_Task statement_: Below are the entries; set down each of them exactly.

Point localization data

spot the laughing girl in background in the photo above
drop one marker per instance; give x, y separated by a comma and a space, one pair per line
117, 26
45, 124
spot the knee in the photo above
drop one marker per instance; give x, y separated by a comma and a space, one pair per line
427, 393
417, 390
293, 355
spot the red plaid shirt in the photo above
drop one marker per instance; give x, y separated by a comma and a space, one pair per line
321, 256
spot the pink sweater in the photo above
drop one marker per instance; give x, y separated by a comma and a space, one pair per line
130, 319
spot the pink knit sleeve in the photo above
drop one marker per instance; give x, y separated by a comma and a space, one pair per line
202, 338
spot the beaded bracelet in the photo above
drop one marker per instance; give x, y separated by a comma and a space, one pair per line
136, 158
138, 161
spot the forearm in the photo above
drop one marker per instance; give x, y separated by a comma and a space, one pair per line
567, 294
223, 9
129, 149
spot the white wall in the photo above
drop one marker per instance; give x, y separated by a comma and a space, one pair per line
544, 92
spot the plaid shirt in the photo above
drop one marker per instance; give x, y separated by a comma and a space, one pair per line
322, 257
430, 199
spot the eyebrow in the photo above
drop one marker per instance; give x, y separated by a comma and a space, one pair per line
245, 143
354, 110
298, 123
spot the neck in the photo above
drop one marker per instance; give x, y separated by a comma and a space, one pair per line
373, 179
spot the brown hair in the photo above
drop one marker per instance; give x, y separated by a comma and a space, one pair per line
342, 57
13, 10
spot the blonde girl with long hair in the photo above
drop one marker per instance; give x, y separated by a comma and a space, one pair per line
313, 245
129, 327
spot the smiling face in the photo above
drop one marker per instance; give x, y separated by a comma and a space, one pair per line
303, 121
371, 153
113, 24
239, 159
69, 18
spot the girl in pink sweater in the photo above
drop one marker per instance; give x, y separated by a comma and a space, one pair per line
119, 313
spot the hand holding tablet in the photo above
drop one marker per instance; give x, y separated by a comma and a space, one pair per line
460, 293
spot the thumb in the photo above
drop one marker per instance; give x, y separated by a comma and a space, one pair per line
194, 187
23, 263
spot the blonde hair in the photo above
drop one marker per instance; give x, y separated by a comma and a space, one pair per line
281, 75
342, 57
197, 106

_Answer for this exercise_:
spot the laughing girl in background in the photo above
drop one marker per instance; give x, y separated by a comma and a space, one pair per line
117, 26
45, 124
spot the knee in the photo above
drop one marker per instance; give x, y separated by a comma and a space, one pair per line
427, 393
417, 390
293, 355
spot the red plaid shirt in the photo above
drop one marker per instance; give x, y separated by a comma and a space, one pair per line
321, 256
spot the pink sweater in the photo above
drop one marker per instance; give x, y separated by a comma and a space, one pair per line
130, 319
spot the pink knit sleeve in the photo above
drop one marker per instance; give x, y separated by a comma and a space, one pair per line
202, 338
spot the beaded bracelet in the photo above
drop one marker per instance; give x, y separated by a comma and a space, one pair per line
136, 158
138, 161
spot the forearm in the photo above
drop one marker per instance; give x, y separated by a comma and a space, one pair per line
567, 294
223, 9
129, 149
spot the white wall in the photo above
drop one marker per instance; give x, y separated by a comma and a space, one pair per line
544, 92
spot the plaid shirt in the photo above
drop one marker per instance; give x, y separated by a comma and a space, one pair per line
322, 257
430, 199
spot the eyebrow in the photo above
drop one marker per instance; give x, y separated by a comma and a space, one pair per line
245, 143
354, 110
298, 123
spot the neck in the photo above
drop one marker per instance; give x, y separated by a comma and a space, one pair per line
373, 179
spot the brown hair in the photo above
drop one marker per instance; give x, y separated by a comma and a space, one pair per line
342, 57
13, 10
spot the blonde girl with long hair in the photo above
drop one marker per instance; give x, y separated by a comma and a space, one pair per line
313, 245
129, 327
spot the smiling face in the photo above
drop one marker per instance; give x, y separated by a comma and a space, one pair per line
303, 121
371, 153
113, 24
239, 159
69, 18
spot the girl in pink sweater in the photo above
drop one marker per instance; give x, y separated by a comma and a space, one pair per line
119, 313
spot the hand holding tablet in the photo above
drop one marker per instance; give x, y separated by a comma and a space, one pair per line
460, 293
spot the thumb in the photo above
drop one marker per instance; give x, y separated by a comma and a space, one pair per line
194, 187
23, 263
spot the blonde hair in the photo above
drop one marker per instance; give x, y separated by a comma and a space, one pair per line
281, 75
342, 57
197, 106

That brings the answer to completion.